__WHAT THE TASK ASKS__
Print exactly the lines from the line with "the form (488,343)." to the last line of the data, please, both included.

===== DATA SHOWN

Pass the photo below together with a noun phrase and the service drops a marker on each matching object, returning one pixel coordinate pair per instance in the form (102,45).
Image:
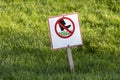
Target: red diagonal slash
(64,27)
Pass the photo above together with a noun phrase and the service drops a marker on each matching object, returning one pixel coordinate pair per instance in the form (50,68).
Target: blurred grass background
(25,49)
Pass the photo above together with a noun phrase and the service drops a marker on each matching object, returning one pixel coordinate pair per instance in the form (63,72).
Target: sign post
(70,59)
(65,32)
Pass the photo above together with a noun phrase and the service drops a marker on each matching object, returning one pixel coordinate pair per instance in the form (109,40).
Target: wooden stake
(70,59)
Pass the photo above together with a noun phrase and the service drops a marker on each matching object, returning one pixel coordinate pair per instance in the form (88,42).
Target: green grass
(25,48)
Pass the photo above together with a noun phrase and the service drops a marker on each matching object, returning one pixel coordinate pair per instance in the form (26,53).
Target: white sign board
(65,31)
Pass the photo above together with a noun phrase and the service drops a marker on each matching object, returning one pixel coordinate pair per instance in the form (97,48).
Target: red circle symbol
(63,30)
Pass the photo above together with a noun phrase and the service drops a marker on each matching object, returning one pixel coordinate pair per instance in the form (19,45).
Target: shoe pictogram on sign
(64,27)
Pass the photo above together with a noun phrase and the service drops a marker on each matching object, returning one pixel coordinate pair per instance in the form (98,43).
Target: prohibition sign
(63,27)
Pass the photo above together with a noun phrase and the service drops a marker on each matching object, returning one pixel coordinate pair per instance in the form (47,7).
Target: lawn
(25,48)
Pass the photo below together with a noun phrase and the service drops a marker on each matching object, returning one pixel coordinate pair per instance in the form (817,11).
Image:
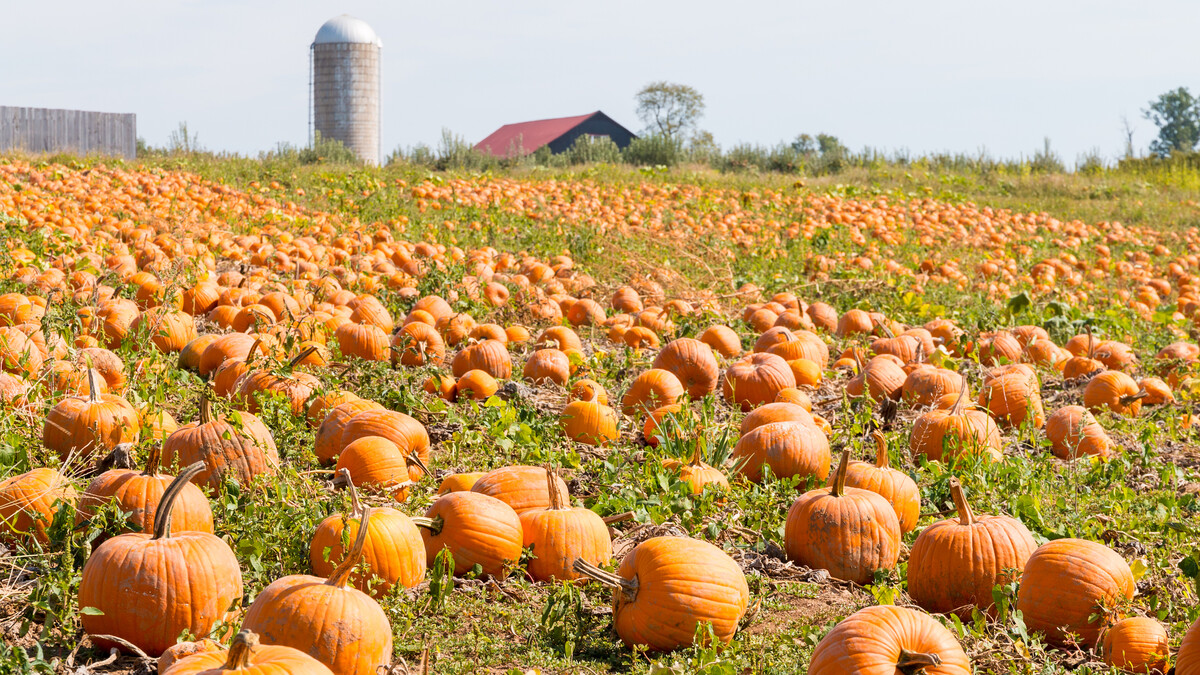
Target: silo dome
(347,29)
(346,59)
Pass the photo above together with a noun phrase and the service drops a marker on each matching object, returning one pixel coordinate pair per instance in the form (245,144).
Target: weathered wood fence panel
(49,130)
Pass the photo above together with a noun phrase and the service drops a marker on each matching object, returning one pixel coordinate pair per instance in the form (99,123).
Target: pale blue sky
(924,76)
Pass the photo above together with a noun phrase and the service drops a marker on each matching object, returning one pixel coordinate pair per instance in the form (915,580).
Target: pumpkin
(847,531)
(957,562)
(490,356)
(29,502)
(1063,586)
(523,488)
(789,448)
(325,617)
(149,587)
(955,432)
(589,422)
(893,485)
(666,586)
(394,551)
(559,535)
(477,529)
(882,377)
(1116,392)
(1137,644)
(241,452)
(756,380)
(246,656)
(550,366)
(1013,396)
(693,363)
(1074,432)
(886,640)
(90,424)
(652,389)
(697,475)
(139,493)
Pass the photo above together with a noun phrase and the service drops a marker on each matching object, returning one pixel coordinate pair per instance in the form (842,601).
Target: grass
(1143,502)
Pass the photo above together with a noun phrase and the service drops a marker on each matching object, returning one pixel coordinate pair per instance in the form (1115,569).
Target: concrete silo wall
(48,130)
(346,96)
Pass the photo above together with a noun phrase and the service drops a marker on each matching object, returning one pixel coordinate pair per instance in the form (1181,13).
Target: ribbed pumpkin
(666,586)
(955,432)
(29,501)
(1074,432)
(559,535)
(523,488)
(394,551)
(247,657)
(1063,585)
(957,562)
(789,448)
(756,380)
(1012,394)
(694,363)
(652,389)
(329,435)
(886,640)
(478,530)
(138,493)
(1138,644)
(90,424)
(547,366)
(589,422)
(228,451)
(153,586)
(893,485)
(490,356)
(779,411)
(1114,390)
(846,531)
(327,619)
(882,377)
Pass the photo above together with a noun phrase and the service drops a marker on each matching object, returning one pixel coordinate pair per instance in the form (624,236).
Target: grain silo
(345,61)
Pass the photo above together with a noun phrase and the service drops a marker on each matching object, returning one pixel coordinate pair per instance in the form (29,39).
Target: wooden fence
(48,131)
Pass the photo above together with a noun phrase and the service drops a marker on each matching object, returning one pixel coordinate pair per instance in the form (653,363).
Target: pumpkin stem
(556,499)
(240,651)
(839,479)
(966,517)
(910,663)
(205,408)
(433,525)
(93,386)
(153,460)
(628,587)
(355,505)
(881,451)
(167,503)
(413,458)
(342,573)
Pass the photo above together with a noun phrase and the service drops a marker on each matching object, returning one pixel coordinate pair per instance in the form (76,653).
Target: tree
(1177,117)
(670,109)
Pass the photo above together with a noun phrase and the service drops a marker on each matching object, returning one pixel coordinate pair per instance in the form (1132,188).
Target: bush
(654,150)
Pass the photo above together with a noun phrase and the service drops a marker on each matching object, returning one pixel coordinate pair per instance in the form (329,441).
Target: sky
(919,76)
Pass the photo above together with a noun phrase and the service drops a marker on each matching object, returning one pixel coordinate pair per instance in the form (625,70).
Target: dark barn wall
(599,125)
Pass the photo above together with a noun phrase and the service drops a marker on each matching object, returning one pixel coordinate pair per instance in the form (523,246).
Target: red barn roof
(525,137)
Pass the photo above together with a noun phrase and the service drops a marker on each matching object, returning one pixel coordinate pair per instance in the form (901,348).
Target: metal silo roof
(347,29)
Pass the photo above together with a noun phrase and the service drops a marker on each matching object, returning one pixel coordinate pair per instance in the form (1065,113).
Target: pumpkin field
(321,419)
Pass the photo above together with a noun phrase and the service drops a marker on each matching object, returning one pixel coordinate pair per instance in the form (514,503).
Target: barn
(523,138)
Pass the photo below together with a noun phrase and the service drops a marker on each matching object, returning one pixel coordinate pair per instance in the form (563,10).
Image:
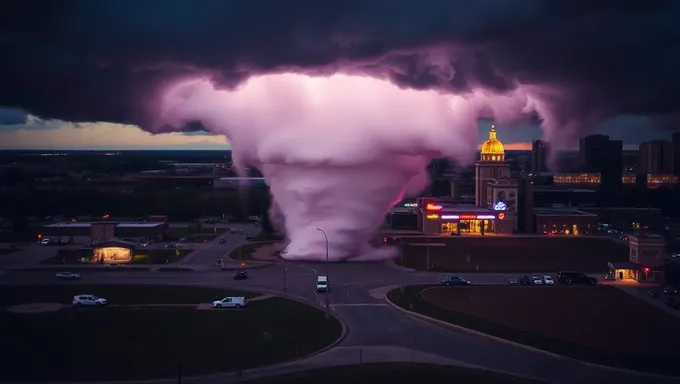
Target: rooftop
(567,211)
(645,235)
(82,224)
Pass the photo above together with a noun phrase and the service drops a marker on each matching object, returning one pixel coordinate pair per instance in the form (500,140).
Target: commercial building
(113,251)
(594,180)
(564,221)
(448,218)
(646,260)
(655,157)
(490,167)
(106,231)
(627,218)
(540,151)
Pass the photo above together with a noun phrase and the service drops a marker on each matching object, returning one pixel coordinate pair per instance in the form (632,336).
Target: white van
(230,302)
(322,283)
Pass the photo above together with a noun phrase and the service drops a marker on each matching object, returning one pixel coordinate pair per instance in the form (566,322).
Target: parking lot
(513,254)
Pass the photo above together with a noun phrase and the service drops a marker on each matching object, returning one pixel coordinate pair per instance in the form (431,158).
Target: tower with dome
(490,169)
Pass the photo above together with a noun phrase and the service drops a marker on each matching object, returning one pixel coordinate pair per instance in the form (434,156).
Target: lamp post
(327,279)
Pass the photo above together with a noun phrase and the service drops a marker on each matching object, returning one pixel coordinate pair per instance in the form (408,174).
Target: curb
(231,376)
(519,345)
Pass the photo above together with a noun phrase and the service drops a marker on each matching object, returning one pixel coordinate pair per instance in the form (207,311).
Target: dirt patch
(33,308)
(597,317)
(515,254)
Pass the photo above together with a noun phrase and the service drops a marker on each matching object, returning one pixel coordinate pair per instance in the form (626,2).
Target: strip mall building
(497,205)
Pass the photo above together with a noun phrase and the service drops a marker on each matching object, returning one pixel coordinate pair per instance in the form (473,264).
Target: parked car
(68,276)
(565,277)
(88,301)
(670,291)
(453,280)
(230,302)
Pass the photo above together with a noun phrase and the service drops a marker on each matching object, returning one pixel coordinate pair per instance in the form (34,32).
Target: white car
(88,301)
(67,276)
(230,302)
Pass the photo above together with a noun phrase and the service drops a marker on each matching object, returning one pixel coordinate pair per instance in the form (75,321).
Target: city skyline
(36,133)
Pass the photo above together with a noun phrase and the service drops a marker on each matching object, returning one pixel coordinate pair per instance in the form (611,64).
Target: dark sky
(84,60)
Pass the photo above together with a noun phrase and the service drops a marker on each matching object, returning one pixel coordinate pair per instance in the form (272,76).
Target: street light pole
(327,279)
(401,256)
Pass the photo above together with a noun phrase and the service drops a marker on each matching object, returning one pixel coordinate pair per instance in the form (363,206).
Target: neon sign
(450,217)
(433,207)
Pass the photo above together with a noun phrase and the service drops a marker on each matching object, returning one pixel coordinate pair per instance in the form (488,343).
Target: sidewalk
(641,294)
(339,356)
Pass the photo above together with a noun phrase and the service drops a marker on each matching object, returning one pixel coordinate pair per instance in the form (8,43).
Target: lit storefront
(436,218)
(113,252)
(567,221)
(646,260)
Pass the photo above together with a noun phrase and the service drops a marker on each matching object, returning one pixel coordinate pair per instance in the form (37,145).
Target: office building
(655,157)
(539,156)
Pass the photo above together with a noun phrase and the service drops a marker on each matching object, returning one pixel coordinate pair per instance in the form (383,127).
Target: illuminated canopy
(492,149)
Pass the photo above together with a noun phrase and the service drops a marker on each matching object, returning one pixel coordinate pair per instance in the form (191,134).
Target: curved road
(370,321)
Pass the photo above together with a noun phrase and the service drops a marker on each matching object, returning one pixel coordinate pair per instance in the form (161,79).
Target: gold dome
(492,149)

==========

__EXERCISE SOLUTION__
Pass the photo above together with a noun phrase and the service drops a marker on each matching object, returning one pixel coordinate pair per instance in the form (488,343).
Target: sidewalk
(641,294)
(339,356)
Pass the photo above together with a noun phrase and the service drops a marker on each matching object, returning one pixel coordinate pair per instance in the form (8,43).
Target: lit storefront
(436,218)
(113,252)
(567,221)
(646,260)
Pass the photo above together with a noun phrase and the service drops a marker on each matching object, returning one pixel coordinate pair per instance in the form (37,145).
Target: office building
(655,157)
(539,156)
Pass the photo above together with a noun phrase and the service drops a marker on each matching object, returning one pixel coordinate pair per instance in the form (383,127).
Target: illuminated canopy
(492,149)
Pass the photo above together with a noun phrase and the service drops a marker on each matching object, returning one pixel coordinate pair per instance in the form (191,134).
Target: curved road
(370,321)
Pass the photo above together with a noun phrase and the service drops a marker on each matching object, returning one pixel coordinate pair per instance in the form (161,79).
Target: gold dome
(492,149)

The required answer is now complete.